Excerpts of annotation records:
++++++

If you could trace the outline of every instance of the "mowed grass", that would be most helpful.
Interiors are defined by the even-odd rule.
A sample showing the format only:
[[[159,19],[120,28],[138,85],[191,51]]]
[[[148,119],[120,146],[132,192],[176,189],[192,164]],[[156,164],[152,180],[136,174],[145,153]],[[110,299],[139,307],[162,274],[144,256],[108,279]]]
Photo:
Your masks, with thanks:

++++++

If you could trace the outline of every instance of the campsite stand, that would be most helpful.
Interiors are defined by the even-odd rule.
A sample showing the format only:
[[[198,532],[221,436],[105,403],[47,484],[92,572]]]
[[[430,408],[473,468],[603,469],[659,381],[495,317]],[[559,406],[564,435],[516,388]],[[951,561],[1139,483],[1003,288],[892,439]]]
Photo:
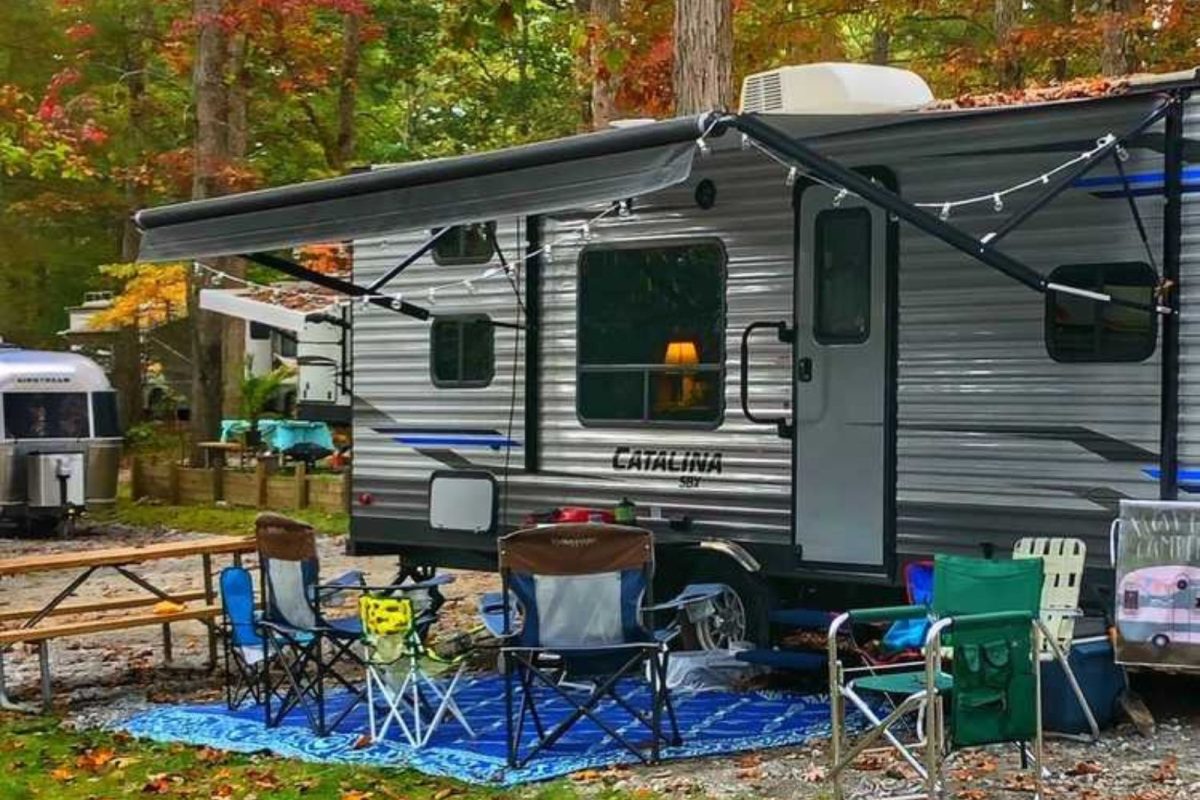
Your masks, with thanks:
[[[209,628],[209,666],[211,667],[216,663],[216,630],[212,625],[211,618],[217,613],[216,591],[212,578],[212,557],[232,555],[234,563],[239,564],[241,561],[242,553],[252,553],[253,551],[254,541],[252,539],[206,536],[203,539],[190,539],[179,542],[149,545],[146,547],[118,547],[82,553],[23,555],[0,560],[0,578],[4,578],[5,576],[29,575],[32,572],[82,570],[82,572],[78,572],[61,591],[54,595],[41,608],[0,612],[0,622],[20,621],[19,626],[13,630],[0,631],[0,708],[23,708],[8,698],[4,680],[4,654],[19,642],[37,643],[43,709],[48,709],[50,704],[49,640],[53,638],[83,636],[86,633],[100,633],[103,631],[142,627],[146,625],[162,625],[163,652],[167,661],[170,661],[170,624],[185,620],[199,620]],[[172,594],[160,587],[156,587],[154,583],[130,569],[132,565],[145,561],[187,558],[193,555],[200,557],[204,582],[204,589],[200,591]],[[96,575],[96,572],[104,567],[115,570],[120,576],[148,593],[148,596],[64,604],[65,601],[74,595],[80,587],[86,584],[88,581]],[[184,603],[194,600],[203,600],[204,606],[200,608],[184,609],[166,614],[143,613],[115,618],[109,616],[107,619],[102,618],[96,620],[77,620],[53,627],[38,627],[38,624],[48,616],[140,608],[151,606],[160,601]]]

++++++

WHAT IS REQUIRED: Give, as a numbered list with blank lines left out, the part of the listing above that begins with the line containing "stand, that would be most helpful." and ends with the line containing "[[[198,532],[221,436],[105,403],[47,484],[92,572]]]".

ANSWER TO THIS TASK:
1. If you could trace the outline of every instance of the campsite stand, that would be most helpful.
2. Interiors are defined by the even-odd rule.
3. A sample showing the format only:
4. [[[198,532],[221,436],[105,403],[47,484],[92,572]]]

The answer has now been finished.